INFORMATION SHOWN:

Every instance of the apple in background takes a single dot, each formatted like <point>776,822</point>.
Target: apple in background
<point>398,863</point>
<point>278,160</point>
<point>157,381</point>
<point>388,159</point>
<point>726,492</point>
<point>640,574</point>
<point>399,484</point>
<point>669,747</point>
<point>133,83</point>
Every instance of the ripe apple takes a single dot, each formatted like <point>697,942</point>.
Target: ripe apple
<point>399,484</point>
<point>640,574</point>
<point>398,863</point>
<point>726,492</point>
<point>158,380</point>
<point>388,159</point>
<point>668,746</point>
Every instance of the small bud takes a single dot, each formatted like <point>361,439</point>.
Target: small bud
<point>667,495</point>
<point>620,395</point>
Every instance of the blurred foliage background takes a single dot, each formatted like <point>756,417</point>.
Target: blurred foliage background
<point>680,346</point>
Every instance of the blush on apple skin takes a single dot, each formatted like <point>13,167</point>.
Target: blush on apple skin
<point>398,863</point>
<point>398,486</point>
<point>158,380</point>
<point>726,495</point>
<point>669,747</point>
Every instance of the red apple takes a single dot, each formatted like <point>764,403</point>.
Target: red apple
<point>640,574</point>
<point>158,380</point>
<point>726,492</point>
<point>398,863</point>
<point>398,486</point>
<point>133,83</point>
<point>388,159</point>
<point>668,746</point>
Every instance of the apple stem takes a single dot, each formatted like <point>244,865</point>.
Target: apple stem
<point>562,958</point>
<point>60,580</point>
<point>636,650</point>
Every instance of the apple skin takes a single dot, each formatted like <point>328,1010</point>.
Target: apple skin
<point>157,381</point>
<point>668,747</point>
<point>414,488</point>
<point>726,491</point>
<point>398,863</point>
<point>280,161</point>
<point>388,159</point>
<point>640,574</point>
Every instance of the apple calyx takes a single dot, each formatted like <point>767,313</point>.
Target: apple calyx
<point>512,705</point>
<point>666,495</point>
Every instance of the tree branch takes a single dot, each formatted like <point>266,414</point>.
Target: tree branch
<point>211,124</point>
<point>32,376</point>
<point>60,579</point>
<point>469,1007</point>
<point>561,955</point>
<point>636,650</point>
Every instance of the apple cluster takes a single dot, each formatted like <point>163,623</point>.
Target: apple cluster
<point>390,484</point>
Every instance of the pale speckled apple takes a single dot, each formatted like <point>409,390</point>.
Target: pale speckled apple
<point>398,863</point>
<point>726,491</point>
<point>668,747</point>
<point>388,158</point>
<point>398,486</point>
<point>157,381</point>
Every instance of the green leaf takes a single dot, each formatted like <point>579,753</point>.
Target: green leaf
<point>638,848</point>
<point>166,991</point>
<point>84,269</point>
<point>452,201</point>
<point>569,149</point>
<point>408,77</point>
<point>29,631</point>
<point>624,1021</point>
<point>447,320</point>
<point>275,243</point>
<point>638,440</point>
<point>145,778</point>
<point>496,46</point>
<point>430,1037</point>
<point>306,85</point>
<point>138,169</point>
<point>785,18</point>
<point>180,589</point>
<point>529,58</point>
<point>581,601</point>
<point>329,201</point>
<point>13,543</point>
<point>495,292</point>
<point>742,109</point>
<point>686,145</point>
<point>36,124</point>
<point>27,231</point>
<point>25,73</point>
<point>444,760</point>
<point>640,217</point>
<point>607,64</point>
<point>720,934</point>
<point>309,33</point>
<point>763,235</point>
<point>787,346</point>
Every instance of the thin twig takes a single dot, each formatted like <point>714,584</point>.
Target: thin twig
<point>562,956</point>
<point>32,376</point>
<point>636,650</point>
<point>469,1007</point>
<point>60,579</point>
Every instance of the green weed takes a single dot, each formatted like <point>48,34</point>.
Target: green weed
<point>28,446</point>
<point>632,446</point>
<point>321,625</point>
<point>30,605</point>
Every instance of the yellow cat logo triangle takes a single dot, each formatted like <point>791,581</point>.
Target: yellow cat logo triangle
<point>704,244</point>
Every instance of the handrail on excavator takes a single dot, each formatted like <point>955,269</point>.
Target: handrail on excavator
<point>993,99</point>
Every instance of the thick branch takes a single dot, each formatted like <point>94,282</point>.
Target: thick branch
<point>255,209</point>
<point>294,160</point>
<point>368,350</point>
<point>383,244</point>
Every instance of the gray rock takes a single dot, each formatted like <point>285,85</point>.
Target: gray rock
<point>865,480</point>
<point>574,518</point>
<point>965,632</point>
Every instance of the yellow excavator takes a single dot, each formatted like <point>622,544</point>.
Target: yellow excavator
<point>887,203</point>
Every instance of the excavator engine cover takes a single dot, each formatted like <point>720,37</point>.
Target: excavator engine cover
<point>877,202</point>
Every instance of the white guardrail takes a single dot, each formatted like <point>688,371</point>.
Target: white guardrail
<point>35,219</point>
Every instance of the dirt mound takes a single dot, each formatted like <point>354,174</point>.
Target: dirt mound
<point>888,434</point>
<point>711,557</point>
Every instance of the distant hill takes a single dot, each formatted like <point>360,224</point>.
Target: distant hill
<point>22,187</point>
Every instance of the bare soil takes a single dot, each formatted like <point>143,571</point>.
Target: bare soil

THE TASK: Pick out every line above that contains the word "bare" and copy it.

EXERCISE RESULT:
Every instance of the bare soil takes a single dot, each formatted like <point>143,571</point>.
Target: bare soil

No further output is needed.